Excerpts from pointing data

———

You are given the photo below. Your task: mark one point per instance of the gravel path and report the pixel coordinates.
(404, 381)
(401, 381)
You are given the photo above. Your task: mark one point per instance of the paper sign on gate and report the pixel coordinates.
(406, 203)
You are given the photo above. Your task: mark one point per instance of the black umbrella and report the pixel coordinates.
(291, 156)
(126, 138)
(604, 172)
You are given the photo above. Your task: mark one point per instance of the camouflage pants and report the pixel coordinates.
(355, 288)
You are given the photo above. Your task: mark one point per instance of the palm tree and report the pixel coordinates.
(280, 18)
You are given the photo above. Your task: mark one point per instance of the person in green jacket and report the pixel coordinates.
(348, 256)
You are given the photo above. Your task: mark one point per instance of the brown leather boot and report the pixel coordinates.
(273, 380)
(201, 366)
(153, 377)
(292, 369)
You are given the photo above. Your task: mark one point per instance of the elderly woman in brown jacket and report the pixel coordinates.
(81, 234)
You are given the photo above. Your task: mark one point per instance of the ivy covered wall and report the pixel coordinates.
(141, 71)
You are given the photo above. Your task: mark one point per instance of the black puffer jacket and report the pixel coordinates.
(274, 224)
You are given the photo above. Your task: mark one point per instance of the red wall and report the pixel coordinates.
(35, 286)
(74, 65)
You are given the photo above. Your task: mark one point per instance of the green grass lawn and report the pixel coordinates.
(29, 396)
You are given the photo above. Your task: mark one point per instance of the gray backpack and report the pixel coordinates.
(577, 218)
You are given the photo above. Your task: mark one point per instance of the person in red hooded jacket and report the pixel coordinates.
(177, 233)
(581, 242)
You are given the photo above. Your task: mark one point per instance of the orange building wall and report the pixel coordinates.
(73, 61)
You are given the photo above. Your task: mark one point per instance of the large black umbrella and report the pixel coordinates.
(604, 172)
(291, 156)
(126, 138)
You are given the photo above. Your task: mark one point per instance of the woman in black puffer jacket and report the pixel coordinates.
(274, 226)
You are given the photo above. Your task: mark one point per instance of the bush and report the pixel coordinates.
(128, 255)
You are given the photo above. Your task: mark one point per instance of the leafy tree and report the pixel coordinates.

———

#### What to do
Recast all of the records above as a Markdown table with the columns No. and Line. Give each line its own numbered row and leave out blank lines.

#### Response
| No. | Line |
|---|---|
| 1 | You are given the photo below. Your task: mark one point per instance of the gravel path and report the pixel coordinates. |
| 2 | (404, 381) |
| 3 | (401, 381) |
| 4 | You are given the photo above. Your task: mark one point per instance of the paper sign on gate and report the pixel coordinates. |
| 5 | (406, 203) |
| 6 | You are given the photo above. Your task: mark one point per instance of the black umbrella and report the pixel coordinates. |
| 7 | (291, 156) |
| 8 | (126, 138) |
| 9 | (604, 172) |
| 10 | You are given the photo above. Your task: mark one point per instance of the camouflage pants and report the pixel coordinates. |
| 11 | (355, 288) |
| 12 | You are given the photo above. Your task: mark one point per instance of the palm tree and report the pixel coordinates. |
| 13 | (280, 18) |
| 14 | You are given the photo above. Your task: mark one point per instance of the person in green jacket and report the pixel coordinates. |
| 15 | (348, 256) |
| 16 | You are given the photo above. Your task: mark one point per instance of the brown leather boot and report the pixel coordinates. |
| 17 | (273, 380) |
| 18 | (201, 366) |
| 19 | (153, 377) |
| 20 | (292, 369) |
| 21 | You are given the photo above. Your task: mark one point per instance of the elderly woman in brown jacket and report the pixel coordinates. |
| 22 | (81, 234) |
| 23 | You are given the photo above. Your task: mark one point per instance of the ivy covered wall and report the pixel coordinates. |
| 24 | (141, 71) |
| 25 | You are given the photo above. Your task: mark one point per instance of the black puffer jacket and report the pixel coordinates. |
| 26 | (274, 224) |
| 27 | You are given the photo above. Your task: mark one point per instance of the red wall and report the pixel coordinates. |
| 28 | (35, 286) |
| 29 | (74, 65) |
| 30 | You are given the photo above. Your task: mark one point per instance of the green grass lawn and report the pixel coordinates. |
| 31 | (29, 396) |
| 32 | You are given the photo above. Your task: mark one point per instance of the gray backpack and report the pixel coordinates. |
| 33 | (577, 218) |
| 34 | You are given the photo above. Your task: mark one point per instance of the person in red hooded jacket and report the pixel coordinates. |
| 35 | (177, 233) |
| 36 | (581, 242) |
| 37 | You are given the photo above. Your task: mark one point per instance of the orange building wall and report the pixel coordinates. |
| 38 | (73, 61) |
| 39 | You are given the photo above. Your task: mark one point per instance of the large black umbrella and report the pixel coordinates. |
| 40 | (604, 172) |
| 41 | (291, 156) |
| 42 | (126, 138) |
| 43 | You are given the photo above. Your task: mark one point per instance of the woman in black puffer jacket and report the pixel coordinates. |
| 44 | (274, 226) |
| 45 | You are given the photo above. Your task: mark one point per instance of the bush and report the pixel coordinates. |
| 46 | (128, 255) |
| 47 | You are given the photo above. Your task: mark one point per instance of the leafy tree and report the pixel coordinates. |